Written instruction: Rewrite every line of the entries below as one numbered list, leaving out any blank lines.

Entries on finding named things:
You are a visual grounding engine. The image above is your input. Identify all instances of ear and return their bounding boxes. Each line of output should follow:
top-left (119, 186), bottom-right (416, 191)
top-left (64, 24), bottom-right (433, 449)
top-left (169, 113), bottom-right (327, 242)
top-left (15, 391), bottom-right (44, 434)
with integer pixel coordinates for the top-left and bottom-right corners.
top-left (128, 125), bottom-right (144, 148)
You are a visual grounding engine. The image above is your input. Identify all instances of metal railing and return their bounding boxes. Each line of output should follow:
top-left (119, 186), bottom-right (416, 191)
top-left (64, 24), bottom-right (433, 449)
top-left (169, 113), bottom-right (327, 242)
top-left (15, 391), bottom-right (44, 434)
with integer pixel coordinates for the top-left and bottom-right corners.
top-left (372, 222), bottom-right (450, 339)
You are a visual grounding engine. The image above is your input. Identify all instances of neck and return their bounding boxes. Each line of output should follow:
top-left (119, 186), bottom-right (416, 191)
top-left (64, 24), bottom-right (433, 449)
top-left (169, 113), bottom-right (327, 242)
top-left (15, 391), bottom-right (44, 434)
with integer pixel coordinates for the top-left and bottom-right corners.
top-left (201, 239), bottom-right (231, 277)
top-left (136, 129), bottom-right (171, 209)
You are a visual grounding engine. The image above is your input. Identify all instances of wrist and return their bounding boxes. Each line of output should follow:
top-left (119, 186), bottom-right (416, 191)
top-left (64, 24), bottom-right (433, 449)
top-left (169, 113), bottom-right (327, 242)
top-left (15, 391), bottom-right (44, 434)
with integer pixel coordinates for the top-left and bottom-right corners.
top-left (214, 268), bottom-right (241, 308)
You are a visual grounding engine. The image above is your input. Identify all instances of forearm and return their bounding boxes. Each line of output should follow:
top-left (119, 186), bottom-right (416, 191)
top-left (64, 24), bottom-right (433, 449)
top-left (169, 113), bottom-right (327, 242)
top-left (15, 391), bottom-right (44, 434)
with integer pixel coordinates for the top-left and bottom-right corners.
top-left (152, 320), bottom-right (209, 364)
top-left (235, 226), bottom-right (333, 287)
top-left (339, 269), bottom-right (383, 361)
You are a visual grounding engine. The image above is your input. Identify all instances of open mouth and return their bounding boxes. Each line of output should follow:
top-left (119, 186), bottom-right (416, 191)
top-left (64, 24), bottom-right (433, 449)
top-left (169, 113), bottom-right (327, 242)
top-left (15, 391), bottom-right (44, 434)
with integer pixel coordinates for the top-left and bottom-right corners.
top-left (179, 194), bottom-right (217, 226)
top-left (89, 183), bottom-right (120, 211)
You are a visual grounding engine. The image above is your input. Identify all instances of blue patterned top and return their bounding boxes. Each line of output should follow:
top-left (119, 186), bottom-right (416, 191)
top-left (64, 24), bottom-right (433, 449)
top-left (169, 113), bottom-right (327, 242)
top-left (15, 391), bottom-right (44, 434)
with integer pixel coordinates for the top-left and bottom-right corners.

Written response:
1. You are a visual grounding engine. The image above is your input. Identify all instances of ear and return their bounding boxes. Each line of output should follow:
2. top-left (119, 186), bottom-right (416, 191)
3. top-left (64, 24), bottom-right (433, 449)
4. top-left (169, 113), bottom-right (327, 242)
5. top-left (15, 391), bottom-right (44, 434)
6. with integer pixel coordinates for the top-left and bottom-right corners.
7. top-left (128, 125), bottom-right (144, 148)
8. You are a visual grounding engine. The image above is your input. Identify all instances of metal railing and return their bounding boxes. Each line of output should follow:
9. top-left (119, 186), bottom-right (416, 191)
10. top-left (64, 24), bottom-right (433, 449)
11. top-left (169, 113), bottom-right (327, 242)
12. top-left (15, 391), bottom-right (44, 434)
13. with integer pixel coordinates for the top-left and bottom-right corners.
14. top-left (372, 222), bottom-right (450, 339)
15. You are a visual grounding engine. The image above is your input. Identify all instances of neck and return their bounding boxes. Each line of output should follow:
16. top-left (119, 186), bottom-right (416, 191)
17. top-left (64, 24), bottom-right (433, 449)
18. top-left (169, 113), bottom-right (327, 242)
19. top-left (15, 391), bottom-right (44, 434)
20. with integer pixel coordinates for the top-left and bottom-right corners.
21. top-left (201, 239), bottom-right (231, 277)
22. top-left (136, 129), bottom-right (171, 209)
23. You are a visual grounding engine. The image above is your input. Identify all instances of wrist and return their bounding boxes. Each line of output should follow:
24. top-left (119, 186), bottom-right (416, 191)
25. top-left (64, 24), bottom-right (433, 449)
26. top-left (169, 113), bottom-right (327, 242)
27. top-left (15, 391), bottom-right (44, 434)
28. with integer pixel coordinates for the top-left and bottom-right corners.
29. top-left (214, 268), bottom-right (241, 308)
30. You are a visual grounding engine. The image above is your input. Identify all instances of forearm and return their bounding boxes. Each line of output should follow:
31. top-left (119, 186), bottom-right (416, 191)
32. top-left (64, 24), bottom-right (433, 449)
33. top-left (169, 113), bottom-right (327, 242)
34. top-left (15, 391), bottom-right (44, 434)
35. with integer pixel coordinates for the top-left and bottom-right corners.
36. top-left (152, 320), bottom-right (209, 364)
37. top-left (235, 226), bottom-right (333, 287)
38. top-left (339, 269), bottom-right (383, 361)
39. You are a visual grounding engine. The image above is your input. Identify all instances of open mouth and return their bounding boxes. Each line of output should follow:
40. top-left (119, 186), bottom-right (416, 191)
41. top-left (64, 24), bottom-right (433, 449)
42. top-left (169, 113), bottom-right (327, 242)
43. top-left (15, 391), bottom-right (44, 434)
44. with integer pixel coordinates for the top-left and bottom-right corners.
45. top-left (179, 194), bottom-right (217, 226)
46. top-left (89, 183), bottom-right (120, 211)
47. You are a visual grounding engine. The image above is your input. Identify all instances of blue patterned top and return their bounding boxes. Each line of output should follow:
48. top-left (119, 186), bottom-right (416, 191)
49. top-left (64, 24), bottom-right (433, 449)
50. top-left (169, 113), bottom-right (327, 242)
51. top-left (15, 391), bottom-right (44, 434)
52. with integer pixel coordinates for the top-left and bottom-right corners.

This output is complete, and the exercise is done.